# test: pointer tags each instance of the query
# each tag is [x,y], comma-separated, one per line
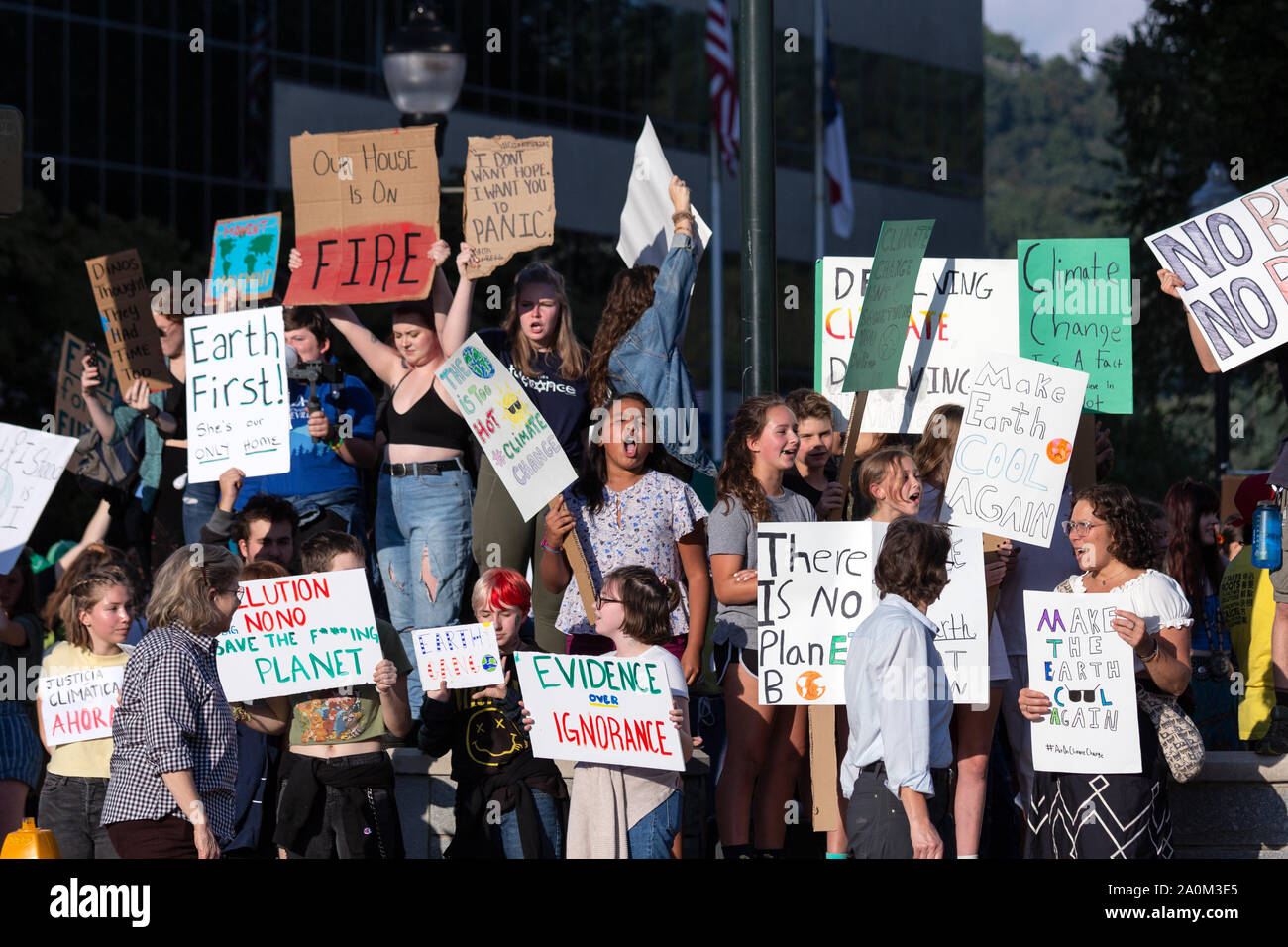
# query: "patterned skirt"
[1104,815]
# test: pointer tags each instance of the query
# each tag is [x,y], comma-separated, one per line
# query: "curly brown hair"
[647,602]
[629,296]
[1129,530]
[735,478]
[913,561]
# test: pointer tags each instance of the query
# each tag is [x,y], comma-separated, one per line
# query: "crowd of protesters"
[185,774]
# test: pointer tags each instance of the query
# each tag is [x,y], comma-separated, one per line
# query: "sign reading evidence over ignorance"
[527,455]
[958,302]
[366,213]
[1233,263]
[815,589]
[239,403]
[297,634]
[599,709]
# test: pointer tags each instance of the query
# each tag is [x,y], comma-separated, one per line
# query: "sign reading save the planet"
[458,656]
[1076,309]
[244,256]
[297,634]
[599,709]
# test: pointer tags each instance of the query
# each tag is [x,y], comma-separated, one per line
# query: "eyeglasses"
[1082,696]
[1081,528]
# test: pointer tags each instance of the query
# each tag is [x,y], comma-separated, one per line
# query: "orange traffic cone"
[30,841]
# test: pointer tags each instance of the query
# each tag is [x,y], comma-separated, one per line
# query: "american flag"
[724,89]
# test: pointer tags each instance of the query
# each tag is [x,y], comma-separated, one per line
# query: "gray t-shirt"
[734,532]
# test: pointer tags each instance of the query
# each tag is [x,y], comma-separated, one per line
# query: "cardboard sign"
[957,303]
[366,213]
[815,587]
[599,710]
[1233,262]
[72,414]
[299,634]
[244,256]
[239,403]
[647,226]
[879,338]
[459,656]
[513,434]
[1014,447]
[1076,309]
[509,198]
[31,462]
[80,703]
[125,309]
[1081,664]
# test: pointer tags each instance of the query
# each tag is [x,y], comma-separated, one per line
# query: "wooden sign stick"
[851,445]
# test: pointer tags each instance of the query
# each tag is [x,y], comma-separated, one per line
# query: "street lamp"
[1214,192]
[424,69]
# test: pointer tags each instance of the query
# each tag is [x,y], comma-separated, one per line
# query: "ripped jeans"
[423,545]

━━━━━━

> [TASK OBJECTIVE]: Locate each line of the listing above that contains the word "reading" and copy those lines out. Case counts, so only matches with the same capitalization qualify.

> [EXERCISE RESULT]:
# query: "sign reading evidence over ignorance"
# query: "sign reading save the planet"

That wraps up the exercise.